Please quote every line word for word.
## Begin SUPPLIED DATA
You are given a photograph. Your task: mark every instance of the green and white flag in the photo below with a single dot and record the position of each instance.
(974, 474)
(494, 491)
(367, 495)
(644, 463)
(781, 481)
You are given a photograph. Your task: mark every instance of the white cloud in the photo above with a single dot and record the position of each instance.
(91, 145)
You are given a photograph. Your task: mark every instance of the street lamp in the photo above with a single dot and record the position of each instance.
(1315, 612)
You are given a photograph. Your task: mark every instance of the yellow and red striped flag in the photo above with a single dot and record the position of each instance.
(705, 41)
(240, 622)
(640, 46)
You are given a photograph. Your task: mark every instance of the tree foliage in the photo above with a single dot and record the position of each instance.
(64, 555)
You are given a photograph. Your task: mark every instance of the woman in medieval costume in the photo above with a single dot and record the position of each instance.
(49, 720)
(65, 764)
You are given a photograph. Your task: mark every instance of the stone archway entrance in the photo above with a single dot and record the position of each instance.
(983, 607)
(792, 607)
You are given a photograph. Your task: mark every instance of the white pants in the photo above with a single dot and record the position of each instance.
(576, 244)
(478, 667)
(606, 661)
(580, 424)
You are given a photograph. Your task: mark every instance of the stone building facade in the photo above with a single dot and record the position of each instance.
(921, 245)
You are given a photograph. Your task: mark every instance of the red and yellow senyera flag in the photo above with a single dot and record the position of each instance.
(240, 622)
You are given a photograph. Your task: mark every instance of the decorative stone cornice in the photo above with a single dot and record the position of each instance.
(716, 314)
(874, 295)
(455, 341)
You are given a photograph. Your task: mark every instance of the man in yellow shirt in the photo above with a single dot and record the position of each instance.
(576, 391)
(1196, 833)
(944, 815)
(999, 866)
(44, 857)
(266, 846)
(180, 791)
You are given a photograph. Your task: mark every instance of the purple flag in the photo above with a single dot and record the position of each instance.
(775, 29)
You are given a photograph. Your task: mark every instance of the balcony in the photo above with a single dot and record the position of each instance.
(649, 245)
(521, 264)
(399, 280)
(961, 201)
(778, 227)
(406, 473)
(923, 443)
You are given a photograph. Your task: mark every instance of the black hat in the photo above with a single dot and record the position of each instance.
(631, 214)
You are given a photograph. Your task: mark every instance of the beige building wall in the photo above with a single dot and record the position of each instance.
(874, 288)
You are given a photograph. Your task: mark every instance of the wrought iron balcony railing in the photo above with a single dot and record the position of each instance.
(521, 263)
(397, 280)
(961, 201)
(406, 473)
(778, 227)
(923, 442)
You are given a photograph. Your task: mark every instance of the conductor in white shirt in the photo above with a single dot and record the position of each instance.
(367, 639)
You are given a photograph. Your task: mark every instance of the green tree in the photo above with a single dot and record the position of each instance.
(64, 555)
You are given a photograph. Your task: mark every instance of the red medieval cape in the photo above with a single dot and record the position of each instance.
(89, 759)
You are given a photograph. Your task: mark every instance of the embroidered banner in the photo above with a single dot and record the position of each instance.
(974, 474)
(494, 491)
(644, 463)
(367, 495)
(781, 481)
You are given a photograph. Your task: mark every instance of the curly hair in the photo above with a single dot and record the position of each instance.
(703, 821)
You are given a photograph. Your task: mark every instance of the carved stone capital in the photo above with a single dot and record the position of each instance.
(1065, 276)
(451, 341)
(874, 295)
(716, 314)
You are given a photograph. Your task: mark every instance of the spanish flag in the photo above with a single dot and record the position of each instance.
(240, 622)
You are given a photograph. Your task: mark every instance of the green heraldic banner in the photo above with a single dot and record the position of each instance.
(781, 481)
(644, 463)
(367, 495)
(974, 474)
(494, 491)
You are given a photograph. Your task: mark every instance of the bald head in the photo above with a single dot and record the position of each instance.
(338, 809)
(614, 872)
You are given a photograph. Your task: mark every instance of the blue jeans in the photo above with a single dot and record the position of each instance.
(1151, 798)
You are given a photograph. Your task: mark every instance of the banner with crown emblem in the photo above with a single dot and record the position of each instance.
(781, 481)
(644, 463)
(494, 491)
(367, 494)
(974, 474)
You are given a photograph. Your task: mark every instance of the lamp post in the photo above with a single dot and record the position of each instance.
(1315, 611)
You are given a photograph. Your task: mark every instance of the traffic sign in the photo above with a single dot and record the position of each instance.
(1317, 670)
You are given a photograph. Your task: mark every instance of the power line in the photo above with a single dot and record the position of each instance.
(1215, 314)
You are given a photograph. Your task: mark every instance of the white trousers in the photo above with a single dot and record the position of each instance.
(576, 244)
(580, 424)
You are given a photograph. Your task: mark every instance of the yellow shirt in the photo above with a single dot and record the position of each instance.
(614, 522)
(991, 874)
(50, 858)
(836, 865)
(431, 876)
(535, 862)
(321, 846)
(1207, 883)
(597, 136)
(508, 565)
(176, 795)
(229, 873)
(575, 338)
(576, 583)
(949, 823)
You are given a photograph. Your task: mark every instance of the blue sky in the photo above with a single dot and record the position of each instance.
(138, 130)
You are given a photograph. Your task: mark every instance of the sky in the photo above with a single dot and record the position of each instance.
## End SUPPLIED DATA
[RIGHT ANSWER]
You are given a photograph. Your task: mark every instance of the green and white flag in the photo below with a single dot and record the position of each instance.
(974, 474)
(494, 491)
(367, 495)
(644, 463)
(781, 481)
You are given a photograph. Your task: mark every instance of the white cloud in the photo above with a single dot and record the position of each instance.
(91, 145)
You are given a photograph. Your task: mark every instance of the street lamp in the photo above with a single dot and record the position of each instance.
(1315, 612)
You are given a photograph. Your task: mark every instance of the yellow and red striped flag in the photo above with a single dot and record the position of each instance.
(705, 41)
(240, 622)
(640, 46)
You are given a photograph. Your task: mark every instance of the tree foliage in the photo above with a single dot and record the position of each instance.
(64, 555)
You are given a photograph. Your task: mark every instance of the woman in medieval costume in the photo above with a single dot and record the position of each instance.
(49, 720)
(65, 764)
You are given a photograph. Your task: mark every instance of the stone archway entrance in the photo above with a single dot and record the position of each instance.
(983, 607)
(792, 607)
You are given a photograph. Your task: mark every instance of the white pants in the photo above with a single dot and record the position of each instance.
(576, 244)
(478, 667)
(606, 661)
(580, 424)
You are given a photograph. Your task: mark every instance of the stone building facade in the photo above with a single dot and record the position of each instance.
(921, 245)
You are given a photograph. Your task: mark every instance of the red and yellow senyera flag in the photo above with a single dot and record the position of each instance.
(240, 622)
You are given a photograph. Your task: mark every instance of the decorative stone cornice in the photo above with a single dot and record the position of each instance.
(716, 314)
(874, 295)
(455, 341)
You are given a photograph. Your task: mark every instance of the man in yellow shirt in the photo above with a single dot and record the position of each instance.
(576, 391)
(1196, 833)
(944, 815)
(999, 866)
(44, 857)
(266, 846)
(180, 791)
You are given a photograph. Your task: mark every instance of the purple flag in the photo above with a single dot and record the position of each instance.
(775, 29)
You are given a photograph. Your task: mark every instance of the balcony in the photo above with a single dot and record the position of each instance.
(649, 245)
(521, 264)
(399, 280)
(961, 201)
(778, 227)
(406, 473)
(923, 443)
You are given a photograph. Your task: mark every instance of the black hat in the photo above with a single dot and record the position of each instance.
(631, 214)
You are given a photograph. Your task: mark every instance of the beige building wall in the photo above with a single dot and record the position of each instance.
(874, 288)
You are given a photograph. Your task: mark every instance of the wrought iron balcony railing in the photo above with a single dot and record the position of each instance.
(521, 263)
(397, 280)
(961, 201)
(406, 473)
(778, 227)
(923, 442)
You are given a photograph. Your task: mark every instance of the conductor in white shirt in the photo above with a single dot and record the position of each instance.
(367, 639)
You are given a photograph. Your task: mark every instance of the green tree in the photo above with a single dot and record the position of each instance.
(64, 555)
You are given a photograph. Your task: mark every instance of the red medieval cape in the photo above with a single dot and record the position of each instance.
(89, 759)
You are given a photograph. Your task: mark every instance of the embroidered banner in the photo above with a single dot and record the position of each instance.
(974, 474)
(494, 491)
(644, 463)
(367, 495)
(781, 481)
You are given a photograph. Your task: mark every instance of the curly hair in the photo above with a single dot and record the position of each instance.
(703, 821)
You are given a photograph. Your task: mark every instance of the carved stone capital in the photo above with a single dot and record the position of each instance.
(1065, 276)
(451, 341)
(874, 295)
(716, 314)
You are given a photograph. Your task: mark every instance of the spanish flag in the photo above with a single dot and record the position of each instance.
(240, 622)
You are given a photograph. Your task: mark every instance of the green heraldic banner in the photo above with a single dot and record the position of each instance.
(781, 481)
(644, 463)
(367, 495)
(974, 474)
(494, 491)
You are given a photograph. Your task: mark every instance of the bald head in the photo above with a single dot and record the position of each instance.
(338, 809)
(614, 872)
You are given a photograph. Your task: mark every instance of the blue jeans in the photo above with a single dot and record the position of each instance.
(1151, 798)
You are given a photograph. Your task: mark every instance of the banner with crown emblem in the photo above with a single dot and record the position of each instance.
(781, 481)
(644, 463)
(494, 491)
(367, 494)
(974, 474)
You are given a photograph. Your task: mark every instance of the lamp post in the photo above with a single dot and record the position of each instance.
(1315, 611)
You are given a photograph. Your task: mark every instance of the traffic sign in the photo above with a single dot and record the position of each instance.
(1317, 670)
You are given a photograph. Your task: mark every instance of the power line in the photo above with a single dot and record the position of each instance.
(1215, 314)
You are given a photograph. Your task: mark every instance of the white trousers in the photo above with a single dot and record the position of each instance.
(576, 244)
(580, 424)
You are given a photograph. Your task: mark every instance of the yellow shirt in the photo above with a single dot and record the position of each instance.
(614, 522)
(991, 874)
(50, 858)
(836, 865)
(431, 876)
(535, 862)
(321, 846)
(1207, 883)
(597, 136)
(508, 565)
(176, 795)
(229, 873)
(575, 338)
(576, 583)
(949, 823)
You are given a photograph. Your task: mark every instance of the blue sky in the photo above with a single dot and record the position of each instance.
(138, 130)
You are given a photograph. Your task: mark every instance of the sky in the photo above with a single dot and record the position of each instance.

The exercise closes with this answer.